■ Records supplied
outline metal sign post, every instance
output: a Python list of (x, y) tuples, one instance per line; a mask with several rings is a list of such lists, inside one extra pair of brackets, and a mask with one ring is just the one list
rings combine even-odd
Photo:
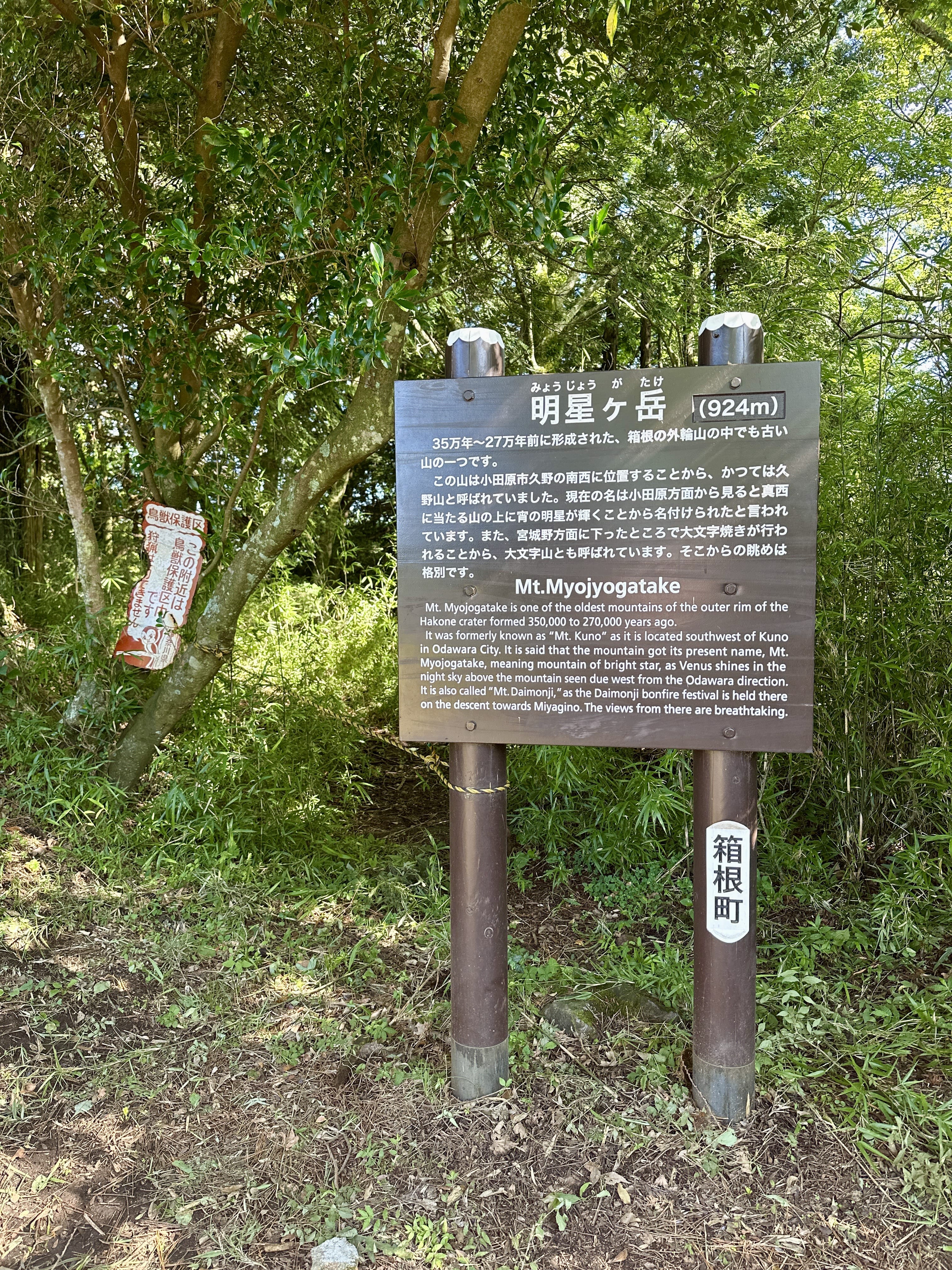
[(746, 1111), (751, 754), (812, 748), (820, 425), (819, 363), (759, 338), (720, 319), (710, 364), (505, 376), (495, 333), (454, 331), (447, 378), (396, 385), (400, 735), (448, 742), (459, 787), (459, 1097), (508, 1067), (504, 747), (631, 745), (697, 752), (696, 1093)]
[[(702, 366), (763, 359), (764, 333), (754, 314), (718, 314), (702, 325)], [(730, 387), (744, 387), (743, 372)], [(735, 596), (737, 584), (729, 580), (722, 589)], [(724, 728), (726, 740), (735, 735), (734, 728)], [(696, 749), (693, 770), (693, 1096), (718, 1120), (743, 1120), (754, 1099), (757, 756)]]
[[(505, 373), (503, 338), (467, 328), (449, 334), (448, 380)], [(463, 390), (473, 401), (476, 387)], [(461, 585), (459, 598), (479, 587)], [(479, 723), (467, 720), (473, 738)], [(449, 747), (449, 999), (457, 1099), (495, 1093), (509, 1076), (505, 745)], [(467, 790), (468, 792), (462, 792)]]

■ Stated exercise
Copy the lines from the start of the items through the line that contains "1099), (757, 756)]]", switching "metal" to "steel" and keeping everything else the same. Leave out the pictures.

■ Output of the exercise
outline steel sign post, every instance
output: a Python list of (x, y) tuples, one instance per line; a mask with several rings is a list of such lists, inside one extra pair of brackets, and a mask with one ring is just the one list
rings combine even-odd
Photo:
[(746, 1111), (751, 754), (812, 748), (820, 425), (819, 363), (759, 338), (720, 319), (710, 364), (505, 376), (495, 333), (454, 331), (447, 378), (396, 385), (400, 735), (448, 742), (459, 787), (459, 1097), (508, 1067), (504, 747), (631, 745), (697, 752), (696, 1093)]
[[(702, 366), (763, 359), (764, 333), (754, 314), (718, 314), (702, 325)], [(730, 387), (744, 387), (743, 372)], [(735, 596), (737, 584), (729, 580), (722, 589)], [(724, 728), (726, 740), (735, 735), (734, 728)], [(696, 749), (693, 770), (693, 1096), (718, 1120), (743, 1120), (754, 1099), (757, 756)]]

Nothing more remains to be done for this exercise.